BEGIN EXTRACTED ENTRIES

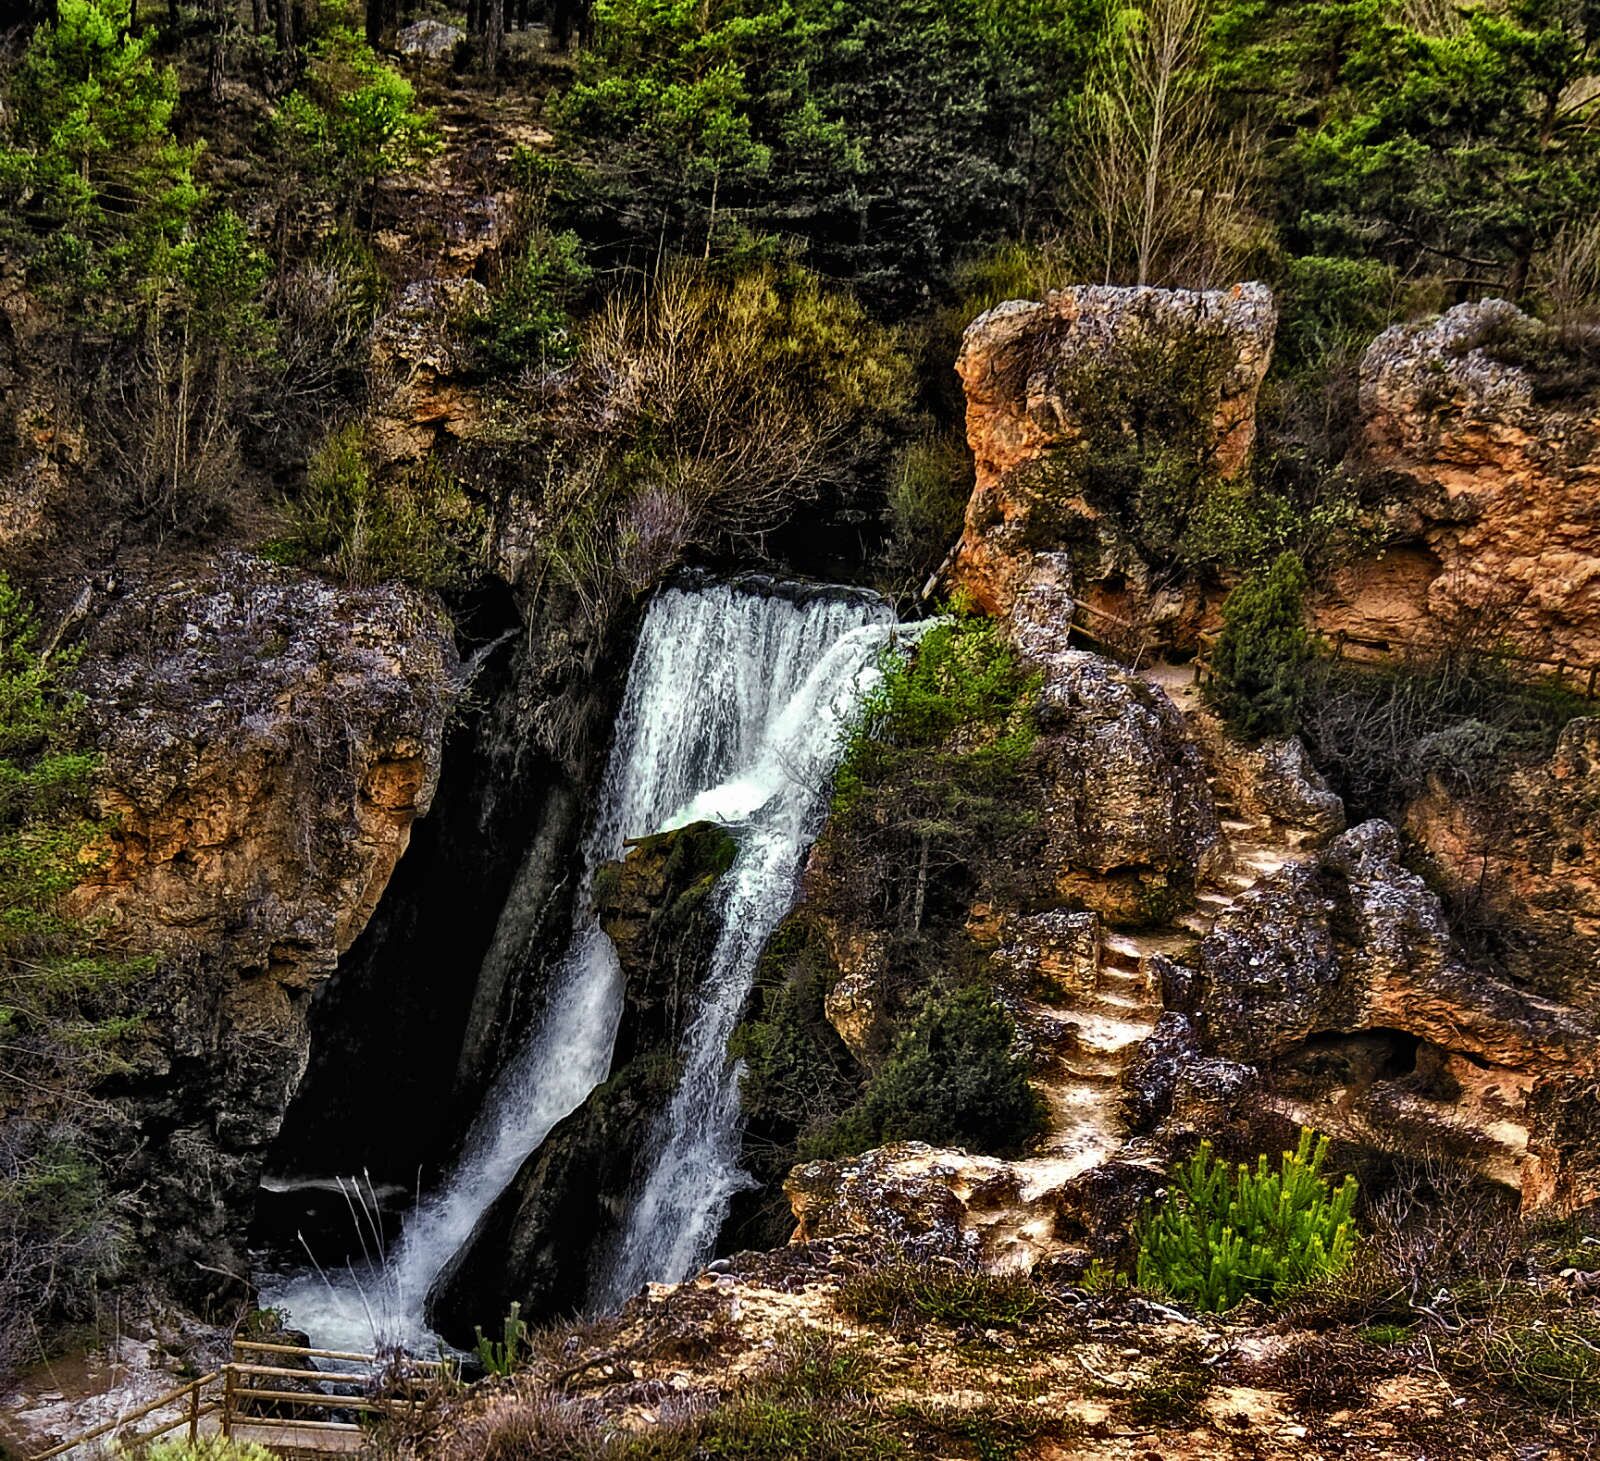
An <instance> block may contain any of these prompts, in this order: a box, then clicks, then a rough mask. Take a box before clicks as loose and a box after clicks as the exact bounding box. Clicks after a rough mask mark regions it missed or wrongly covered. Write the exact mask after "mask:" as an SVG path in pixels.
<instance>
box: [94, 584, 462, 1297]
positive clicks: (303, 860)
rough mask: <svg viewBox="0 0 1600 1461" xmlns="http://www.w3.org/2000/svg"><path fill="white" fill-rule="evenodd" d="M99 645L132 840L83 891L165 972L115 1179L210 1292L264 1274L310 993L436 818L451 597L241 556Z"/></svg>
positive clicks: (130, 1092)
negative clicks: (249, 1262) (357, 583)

END EXTRACTED ENTRIES

INSTRUCTIONS FOR THE TASK: If an entry holds a picture, leave that picture out, and transcribe the rest of the listing above exactly.

ANSWER TO THE EXERCISE:
An <instance> block may contain any of these prompts, in this order: a box, then clicks, then a rough mask. Take a box before clicks as loose and a box after clicks as the exact bounding box. Clicks after a rough mask mark regions it missed or wrongly covered. Write the exact mask after "mask:" as an SVG path in pixels.
<instance>
box: [94, 584, 462, 1297]
positive clicks: (303, 860)
rough mask: <svg viewBox="0 0 1600 1461" xmlns="http://www.w3.org/2000/svg"><path fill="white" fill-rule="evenodd" d="M99 645L132 840L83 891L165 972L115 1179L210 1292L264 1274L310 993L436 818L451 597L241 556Z"/></svg>
positive clicks: (130, 1092)
negative clicks: (249, 1262) (357, 583)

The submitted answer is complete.